Extract word for word the lines of the entries below, starting at the line that contains "66, row 340." and ending at the line that contains "column 621, row 102", with both of those lines included.
++++++++++
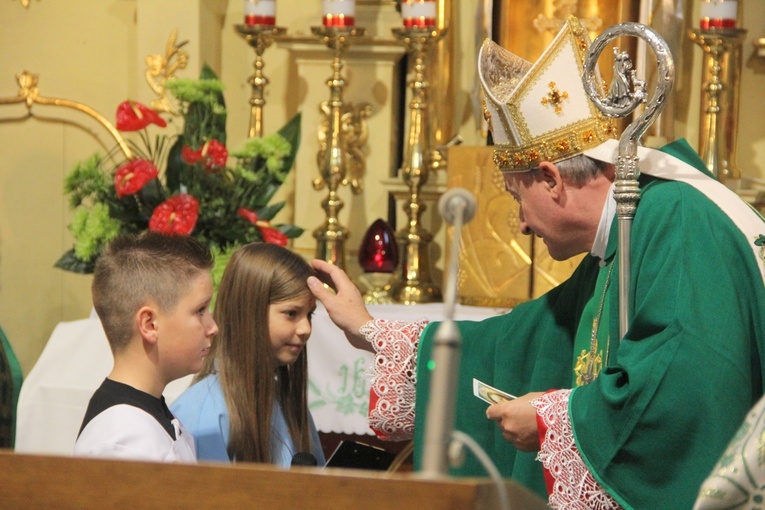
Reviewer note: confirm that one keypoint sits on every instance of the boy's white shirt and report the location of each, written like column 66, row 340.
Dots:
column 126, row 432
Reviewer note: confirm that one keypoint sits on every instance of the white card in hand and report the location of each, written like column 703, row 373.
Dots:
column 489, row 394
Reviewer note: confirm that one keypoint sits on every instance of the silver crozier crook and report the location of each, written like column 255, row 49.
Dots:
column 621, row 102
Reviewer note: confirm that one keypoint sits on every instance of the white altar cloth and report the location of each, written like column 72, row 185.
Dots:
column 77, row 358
++++++++++
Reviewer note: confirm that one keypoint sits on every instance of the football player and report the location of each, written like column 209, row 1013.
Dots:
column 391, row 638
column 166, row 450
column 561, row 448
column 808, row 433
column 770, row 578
++++++++++
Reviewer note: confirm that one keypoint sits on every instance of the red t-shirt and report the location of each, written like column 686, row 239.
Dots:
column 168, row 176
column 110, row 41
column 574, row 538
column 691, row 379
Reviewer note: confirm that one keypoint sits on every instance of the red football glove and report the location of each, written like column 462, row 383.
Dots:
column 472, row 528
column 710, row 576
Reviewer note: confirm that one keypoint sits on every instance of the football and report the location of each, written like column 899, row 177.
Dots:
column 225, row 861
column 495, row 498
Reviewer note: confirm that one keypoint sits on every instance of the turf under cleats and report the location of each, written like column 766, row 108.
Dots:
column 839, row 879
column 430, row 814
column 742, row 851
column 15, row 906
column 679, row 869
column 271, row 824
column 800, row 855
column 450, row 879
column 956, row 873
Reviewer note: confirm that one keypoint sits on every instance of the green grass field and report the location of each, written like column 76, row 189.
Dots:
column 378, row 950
++++++++++
**Full solution:**
Reviewer note: confirm that one keypoint sits on every instance of the boy's white shirt and report the location of each, written like column 66, row 340.
Dots:
column 126, row 432
Reviewer note: confirm that one keypoint sits on every instance of the white card in hand and report the location of each, written like column 703, row 373.
Dots:
column 489, row 394
Reviewer note: confirm that one keypoint sits on every instance of the silver crozier crook and report the location of each, written like column 255, row 49.
Dots:
column 621, row 102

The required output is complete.